→ Text segment

──────────────────────────────

US presidential debate liveblog

Verdict: a win for Obama has Romney imploded over Libya.



I'm going to give this one to Obama. Even without his opponent's implosion on what should have been his greatest weapon - Libya - the President was assured and calm, but aggressive too. My only caveat is that viewers may respond poorly to interruptions - but those were balanced by Romney's constant whining about how much time he had.

CBS's snap-poll has Obama winning, by 37% to 30%, with 33% saying it was a tie. More polls will be coming in over the next 24 hours.



The final question is a doozy. “What do you believe is the biggest misperception that the American people have about you as a man and a candidate. Debunk those misperceptions.”

Predictably, though, the candidates pay only lip-service to it and instead take the opportunity to make their own summings-up.

MR “Thank you. It seems that some campaigns are attacking a single person. In the course of that, I think the President's campaign has tried to paint me as someone different than who I am.” He tries to address the hidden video footage of him. “I care about 100 per cent of the American people.”

Then he goes on a quick-fire bullet-point list of his experiences.

“I spent my life in the private sector, not in government. I want to make my experience help people. … I am a man of god. I was a missionary for my church. I served as a pastor for my church. .. As Governor, I was able to get almost everyone insured. … Our schools were number one in the country.”

He ends: “If I become President, I'll get America working again. - I've done these things.

Obama spends even less time on the question: “I think a lot of this campaign has been devoted to this notion that I think government creates jobs. That's not what I believe. I believe the free enterprise system is the greatest engine of prosperity the world has eve known. But I also believe that everyone should have a shot, everyone should have a fair chance.”

He saves the 47 percent answer for the very end. “I believe Romney's a good man. Loves his family, cares about his faith. But I also beliuve that when he said that 47 percent of the country believe themselves victims, think about who he was talking about. Veterans. Students. Soldiers overseas, fighting for us right now.

He ends: “And I want to fight for them. That's why I'm asking for your vote.”



Final questions, the second-last on China.

"Macs, iphones are all manufactured in China because labour is so cheap. How can we persuade to come back?"

Romney: "The answer is very straightforward. We can compete with anyone, as long as the playing field is level. China has been holding down their currency, cheating. We have to make Ameica attractive for entrepreneurs."

Obama is less optimistic in tone: "There are some jobs that are not going to come back. I want hi-wage-hi-skilled jobs. That's why we have to invest in advanced manufacturing. When we talk about deficits, if we're adding to our def for tax cuts on people who don't need them, and we're cutting down on education for the people who will invent things - we will lose that race."


Blake Hounshell, the Managing Editor of Foreign Policy magazine, is astonished.



A great line from Obama. “The suggestion that anybody in my team would play politics or mislead, is offensive, Governor. That's not what we do. That's not what I do.”

──────────────────────────────

→ Stored data
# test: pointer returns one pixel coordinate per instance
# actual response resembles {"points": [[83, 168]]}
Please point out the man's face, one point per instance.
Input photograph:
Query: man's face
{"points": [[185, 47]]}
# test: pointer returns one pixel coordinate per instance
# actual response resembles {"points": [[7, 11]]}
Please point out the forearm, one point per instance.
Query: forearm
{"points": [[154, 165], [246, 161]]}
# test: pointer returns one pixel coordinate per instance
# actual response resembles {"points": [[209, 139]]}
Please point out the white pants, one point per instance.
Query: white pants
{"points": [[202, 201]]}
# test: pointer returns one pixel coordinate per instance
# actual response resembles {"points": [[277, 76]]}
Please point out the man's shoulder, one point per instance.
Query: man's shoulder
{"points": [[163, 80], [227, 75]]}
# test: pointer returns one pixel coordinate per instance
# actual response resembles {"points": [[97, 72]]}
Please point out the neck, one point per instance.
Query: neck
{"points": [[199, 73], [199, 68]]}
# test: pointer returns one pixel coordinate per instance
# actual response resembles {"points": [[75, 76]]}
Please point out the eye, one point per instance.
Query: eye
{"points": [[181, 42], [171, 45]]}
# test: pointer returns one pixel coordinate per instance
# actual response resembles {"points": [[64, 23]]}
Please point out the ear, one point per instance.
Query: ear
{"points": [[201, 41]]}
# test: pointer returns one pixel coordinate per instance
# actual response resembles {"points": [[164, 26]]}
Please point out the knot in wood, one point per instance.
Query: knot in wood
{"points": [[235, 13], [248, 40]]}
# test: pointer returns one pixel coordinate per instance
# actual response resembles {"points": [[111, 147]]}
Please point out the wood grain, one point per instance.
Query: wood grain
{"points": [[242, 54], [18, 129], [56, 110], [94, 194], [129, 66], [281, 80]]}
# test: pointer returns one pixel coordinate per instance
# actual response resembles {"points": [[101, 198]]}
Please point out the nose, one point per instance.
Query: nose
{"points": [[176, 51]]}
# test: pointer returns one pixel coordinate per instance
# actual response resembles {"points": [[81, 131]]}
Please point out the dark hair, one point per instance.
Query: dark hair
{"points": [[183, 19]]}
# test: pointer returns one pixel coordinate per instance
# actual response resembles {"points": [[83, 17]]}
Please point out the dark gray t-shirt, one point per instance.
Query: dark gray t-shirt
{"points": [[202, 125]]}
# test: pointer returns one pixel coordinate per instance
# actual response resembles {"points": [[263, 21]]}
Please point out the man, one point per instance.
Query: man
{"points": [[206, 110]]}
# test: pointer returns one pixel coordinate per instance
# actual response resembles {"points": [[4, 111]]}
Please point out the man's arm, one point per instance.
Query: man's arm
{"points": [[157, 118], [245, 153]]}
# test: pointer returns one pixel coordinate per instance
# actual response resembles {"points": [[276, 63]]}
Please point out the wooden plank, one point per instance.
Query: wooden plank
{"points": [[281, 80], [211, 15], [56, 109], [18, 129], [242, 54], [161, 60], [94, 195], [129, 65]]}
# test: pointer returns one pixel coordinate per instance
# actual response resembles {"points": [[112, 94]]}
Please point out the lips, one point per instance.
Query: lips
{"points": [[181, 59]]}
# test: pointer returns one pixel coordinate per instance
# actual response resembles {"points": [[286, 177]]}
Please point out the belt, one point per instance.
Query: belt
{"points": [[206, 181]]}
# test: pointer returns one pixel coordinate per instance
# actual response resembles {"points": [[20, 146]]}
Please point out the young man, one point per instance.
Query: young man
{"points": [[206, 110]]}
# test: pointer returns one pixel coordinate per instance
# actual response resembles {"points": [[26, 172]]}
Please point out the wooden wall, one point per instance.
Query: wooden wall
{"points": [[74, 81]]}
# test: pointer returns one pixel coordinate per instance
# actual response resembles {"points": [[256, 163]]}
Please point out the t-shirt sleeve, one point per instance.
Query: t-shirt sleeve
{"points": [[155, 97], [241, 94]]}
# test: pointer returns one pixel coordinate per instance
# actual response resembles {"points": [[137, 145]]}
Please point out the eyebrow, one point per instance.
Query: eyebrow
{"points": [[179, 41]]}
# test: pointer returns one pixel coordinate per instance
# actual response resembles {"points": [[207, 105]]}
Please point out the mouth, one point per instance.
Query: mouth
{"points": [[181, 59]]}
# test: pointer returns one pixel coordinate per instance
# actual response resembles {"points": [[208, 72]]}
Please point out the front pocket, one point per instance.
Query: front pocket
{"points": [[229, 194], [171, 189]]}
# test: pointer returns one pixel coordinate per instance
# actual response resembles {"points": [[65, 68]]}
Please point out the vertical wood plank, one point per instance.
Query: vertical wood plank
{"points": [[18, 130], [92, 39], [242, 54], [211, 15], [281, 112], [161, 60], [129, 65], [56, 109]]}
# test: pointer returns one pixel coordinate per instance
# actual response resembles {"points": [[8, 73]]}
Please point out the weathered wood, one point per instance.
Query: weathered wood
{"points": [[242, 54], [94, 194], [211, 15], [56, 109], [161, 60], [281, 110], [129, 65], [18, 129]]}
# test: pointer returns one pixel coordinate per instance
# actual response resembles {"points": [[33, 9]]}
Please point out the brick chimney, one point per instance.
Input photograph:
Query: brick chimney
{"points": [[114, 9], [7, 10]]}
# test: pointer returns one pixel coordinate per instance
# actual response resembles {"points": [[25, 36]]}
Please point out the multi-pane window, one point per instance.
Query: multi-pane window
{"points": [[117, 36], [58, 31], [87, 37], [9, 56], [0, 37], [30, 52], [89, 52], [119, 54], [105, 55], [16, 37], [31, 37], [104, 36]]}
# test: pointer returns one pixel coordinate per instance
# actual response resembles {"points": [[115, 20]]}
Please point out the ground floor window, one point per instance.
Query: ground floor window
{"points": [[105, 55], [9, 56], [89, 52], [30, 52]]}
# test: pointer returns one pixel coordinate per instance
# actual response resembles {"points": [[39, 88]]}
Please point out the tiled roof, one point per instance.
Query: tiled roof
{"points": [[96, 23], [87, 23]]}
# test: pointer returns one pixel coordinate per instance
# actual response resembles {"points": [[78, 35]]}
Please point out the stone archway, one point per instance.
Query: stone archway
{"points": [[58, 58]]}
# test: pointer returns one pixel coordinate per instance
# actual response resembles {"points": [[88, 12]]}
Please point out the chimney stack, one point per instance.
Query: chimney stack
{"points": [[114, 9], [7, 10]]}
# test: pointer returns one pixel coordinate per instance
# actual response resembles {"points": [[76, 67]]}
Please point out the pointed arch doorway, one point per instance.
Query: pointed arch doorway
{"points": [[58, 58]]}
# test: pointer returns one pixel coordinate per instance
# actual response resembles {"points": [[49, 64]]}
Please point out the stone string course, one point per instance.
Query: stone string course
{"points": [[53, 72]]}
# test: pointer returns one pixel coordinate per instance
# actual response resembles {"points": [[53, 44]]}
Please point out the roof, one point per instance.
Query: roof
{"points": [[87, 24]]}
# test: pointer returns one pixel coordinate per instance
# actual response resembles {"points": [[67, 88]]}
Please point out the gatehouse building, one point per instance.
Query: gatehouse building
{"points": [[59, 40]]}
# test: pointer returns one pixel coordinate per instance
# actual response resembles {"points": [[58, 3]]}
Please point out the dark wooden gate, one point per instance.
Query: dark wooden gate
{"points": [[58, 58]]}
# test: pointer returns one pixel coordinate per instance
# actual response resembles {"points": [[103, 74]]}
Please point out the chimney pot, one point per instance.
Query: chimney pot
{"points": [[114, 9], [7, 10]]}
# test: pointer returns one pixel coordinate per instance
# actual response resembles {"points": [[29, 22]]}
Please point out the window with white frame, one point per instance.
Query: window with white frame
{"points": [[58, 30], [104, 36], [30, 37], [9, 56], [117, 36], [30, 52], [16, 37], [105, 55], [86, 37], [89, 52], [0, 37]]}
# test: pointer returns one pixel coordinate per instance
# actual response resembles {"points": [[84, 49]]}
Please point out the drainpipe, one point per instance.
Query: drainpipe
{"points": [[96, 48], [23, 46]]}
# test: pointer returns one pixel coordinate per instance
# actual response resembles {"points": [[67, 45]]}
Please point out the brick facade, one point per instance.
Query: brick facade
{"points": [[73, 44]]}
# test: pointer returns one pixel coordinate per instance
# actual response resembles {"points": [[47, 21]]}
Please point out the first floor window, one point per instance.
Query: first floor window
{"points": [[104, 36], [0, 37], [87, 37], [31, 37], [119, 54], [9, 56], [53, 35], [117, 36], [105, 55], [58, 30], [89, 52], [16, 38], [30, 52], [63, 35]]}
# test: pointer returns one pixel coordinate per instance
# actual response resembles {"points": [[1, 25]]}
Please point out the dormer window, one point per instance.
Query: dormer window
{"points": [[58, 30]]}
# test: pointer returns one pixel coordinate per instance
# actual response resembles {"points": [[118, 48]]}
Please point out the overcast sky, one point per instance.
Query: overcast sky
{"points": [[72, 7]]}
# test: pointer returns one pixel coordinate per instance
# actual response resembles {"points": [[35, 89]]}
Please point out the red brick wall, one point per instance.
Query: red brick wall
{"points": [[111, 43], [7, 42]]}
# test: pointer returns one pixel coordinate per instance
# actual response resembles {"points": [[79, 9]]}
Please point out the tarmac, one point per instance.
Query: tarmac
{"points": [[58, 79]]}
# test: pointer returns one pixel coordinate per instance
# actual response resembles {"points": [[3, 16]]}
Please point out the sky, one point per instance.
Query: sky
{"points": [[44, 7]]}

──────────────────────────────

→ What you should do
In the debate liveblog, what percentage of respondents in CBS's snap-poll called the debate a tie? You won't need the records for this.

→ The completed task
33%